──────── THE RECORDS
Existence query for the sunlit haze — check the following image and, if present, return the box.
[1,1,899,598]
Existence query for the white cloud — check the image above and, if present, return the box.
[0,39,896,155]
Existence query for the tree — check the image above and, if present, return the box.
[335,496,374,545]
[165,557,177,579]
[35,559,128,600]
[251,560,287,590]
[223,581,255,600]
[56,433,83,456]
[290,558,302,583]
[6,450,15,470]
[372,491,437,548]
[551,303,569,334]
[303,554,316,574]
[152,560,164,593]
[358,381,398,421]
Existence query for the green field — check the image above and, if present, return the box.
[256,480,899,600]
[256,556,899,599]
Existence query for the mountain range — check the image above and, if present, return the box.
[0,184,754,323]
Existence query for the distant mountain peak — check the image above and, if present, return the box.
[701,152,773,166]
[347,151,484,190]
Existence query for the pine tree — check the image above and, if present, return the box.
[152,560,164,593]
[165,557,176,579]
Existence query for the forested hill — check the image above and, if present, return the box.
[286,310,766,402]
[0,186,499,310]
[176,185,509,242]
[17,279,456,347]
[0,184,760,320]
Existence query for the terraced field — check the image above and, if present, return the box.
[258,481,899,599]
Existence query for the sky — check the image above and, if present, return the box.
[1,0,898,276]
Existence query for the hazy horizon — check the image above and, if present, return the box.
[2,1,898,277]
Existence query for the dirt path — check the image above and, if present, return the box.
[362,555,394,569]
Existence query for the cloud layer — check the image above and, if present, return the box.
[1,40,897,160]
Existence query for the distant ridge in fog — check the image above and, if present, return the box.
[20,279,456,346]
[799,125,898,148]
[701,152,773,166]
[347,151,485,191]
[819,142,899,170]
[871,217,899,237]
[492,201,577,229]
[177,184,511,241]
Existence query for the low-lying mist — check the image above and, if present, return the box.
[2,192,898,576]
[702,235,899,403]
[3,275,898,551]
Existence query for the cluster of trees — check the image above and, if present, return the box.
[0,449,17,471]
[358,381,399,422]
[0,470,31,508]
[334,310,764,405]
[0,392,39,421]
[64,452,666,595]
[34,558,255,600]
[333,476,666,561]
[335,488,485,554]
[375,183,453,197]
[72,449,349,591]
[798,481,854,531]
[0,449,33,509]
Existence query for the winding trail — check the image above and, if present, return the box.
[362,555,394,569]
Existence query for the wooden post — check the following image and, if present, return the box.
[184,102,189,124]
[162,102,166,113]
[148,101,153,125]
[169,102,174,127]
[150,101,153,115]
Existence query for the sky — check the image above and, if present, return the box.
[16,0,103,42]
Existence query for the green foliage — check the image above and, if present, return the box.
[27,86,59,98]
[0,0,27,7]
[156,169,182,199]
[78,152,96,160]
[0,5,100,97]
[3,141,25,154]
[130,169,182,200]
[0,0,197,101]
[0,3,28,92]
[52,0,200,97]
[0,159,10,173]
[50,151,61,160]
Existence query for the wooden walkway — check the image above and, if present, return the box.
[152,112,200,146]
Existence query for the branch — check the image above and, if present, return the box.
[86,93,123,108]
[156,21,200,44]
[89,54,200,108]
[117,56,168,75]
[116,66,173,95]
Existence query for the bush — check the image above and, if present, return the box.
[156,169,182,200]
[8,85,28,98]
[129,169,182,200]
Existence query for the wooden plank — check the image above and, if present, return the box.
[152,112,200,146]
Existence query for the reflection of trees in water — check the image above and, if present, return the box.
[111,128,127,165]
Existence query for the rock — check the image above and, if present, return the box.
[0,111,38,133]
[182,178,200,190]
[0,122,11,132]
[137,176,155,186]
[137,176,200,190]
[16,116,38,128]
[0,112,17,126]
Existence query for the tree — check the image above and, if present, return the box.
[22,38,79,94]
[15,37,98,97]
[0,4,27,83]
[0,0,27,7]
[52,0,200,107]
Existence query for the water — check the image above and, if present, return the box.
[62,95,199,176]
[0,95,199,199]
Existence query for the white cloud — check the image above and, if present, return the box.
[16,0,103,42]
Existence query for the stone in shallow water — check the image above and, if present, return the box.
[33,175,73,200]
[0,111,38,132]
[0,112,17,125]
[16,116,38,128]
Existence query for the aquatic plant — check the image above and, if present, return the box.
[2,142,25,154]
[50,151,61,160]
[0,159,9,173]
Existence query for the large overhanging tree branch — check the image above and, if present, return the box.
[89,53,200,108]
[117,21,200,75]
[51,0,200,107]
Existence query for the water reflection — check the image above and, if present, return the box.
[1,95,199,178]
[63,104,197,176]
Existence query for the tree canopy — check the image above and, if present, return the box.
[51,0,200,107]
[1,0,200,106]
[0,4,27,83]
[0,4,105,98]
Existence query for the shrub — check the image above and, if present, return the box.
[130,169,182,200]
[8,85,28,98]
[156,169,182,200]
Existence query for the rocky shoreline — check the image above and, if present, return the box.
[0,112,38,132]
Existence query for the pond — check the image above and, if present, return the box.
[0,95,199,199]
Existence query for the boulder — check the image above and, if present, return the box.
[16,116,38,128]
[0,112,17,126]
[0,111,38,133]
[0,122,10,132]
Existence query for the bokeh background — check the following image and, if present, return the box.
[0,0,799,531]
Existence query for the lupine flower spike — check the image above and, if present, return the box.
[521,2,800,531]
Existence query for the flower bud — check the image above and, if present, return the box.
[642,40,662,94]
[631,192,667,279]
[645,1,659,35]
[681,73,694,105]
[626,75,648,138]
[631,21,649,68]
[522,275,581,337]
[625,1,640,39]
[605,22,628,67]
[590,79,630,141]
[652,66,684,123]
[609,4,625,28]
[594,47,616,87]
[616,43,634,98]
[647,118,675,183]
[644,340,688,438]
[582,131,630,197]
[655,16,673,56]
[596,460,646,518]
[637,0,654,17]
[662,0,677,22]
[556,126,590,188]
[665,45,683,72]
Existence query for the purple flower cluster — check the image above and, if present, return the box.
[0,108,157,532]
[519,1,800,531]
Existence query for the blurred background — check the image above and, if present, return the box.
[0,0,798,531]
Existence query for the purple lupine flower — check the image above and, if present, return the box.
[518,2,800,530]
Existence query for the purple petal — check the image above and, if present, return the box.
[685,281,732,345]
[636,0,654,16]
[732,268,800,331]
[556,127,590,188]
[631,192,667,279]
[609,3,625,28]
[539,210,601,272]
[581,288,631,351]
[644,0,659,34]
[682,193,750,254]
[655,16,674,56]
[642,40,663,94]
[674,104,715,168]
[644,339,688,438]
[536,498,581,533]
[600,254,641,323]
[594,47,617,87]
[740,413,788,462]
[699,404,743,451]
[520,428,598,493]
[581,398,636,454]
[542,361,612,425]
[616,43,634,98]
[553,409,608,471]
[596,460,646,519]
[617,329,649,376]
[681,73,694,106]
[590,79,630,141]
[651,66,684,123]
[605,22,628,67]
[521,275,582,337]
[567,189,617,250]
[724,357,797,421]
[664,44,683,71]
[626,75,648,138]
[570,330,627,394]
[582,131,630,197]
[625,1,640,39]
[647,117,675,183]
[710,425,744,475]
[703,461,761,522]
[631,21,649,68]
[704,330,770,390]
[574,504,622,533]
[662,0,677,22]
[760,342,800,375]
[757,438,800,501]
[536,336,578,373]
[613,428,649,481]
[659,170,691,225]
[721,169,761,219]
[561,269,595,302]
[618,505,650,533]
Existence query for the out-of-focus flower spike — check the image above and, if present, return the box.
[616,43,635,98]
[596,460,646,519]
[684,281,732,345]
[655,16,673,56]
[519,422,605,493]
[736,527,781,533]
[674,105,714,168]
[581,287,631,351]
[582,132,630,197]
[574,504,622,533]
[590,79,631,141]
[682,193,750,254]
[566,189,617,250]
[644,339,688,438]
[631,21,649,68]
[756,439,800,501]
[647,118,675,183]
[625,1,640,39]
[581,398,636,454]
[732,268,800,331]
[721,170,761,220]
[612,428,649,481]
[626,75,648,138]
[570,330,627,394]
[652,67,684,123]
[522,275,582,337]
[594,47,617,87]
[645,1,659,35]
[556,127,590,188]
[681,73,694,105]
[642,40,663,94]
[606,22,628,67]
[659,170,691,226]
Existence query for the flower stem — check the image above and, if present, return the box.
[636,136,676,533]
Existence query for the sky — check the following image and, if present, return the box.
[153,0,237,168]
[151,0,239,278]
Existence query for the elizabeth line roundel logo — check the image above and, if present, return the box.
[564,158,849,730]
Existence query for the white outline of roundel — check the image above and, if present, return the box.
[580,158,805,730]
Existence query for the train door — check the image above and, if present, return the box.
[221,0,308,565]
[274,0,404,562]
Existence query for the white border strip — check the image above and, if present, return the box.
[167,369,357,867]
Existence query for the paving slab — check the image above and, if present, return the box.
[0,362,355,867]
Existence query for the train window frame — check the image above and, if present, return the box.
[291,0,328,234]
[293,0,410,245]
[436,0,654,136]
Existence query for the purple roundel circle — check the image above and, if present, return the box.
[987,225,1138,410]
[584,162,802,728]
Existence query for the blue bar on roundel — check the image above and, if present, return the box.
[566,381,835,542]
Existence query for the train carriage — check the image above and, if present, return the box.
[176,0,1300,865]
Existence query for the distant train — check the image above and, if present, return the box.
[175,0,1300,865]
────────────────
- _PROBLEM REQUIREMENTS_
Can you quote exactly the lines from the one containing "Existence query for the distant train" through the last line of the records above, and nothing else?

- _THE COMPLETED TASK_
Existence query for the distant train — check the image above and, if present, return the box.
[175,0,1300,865]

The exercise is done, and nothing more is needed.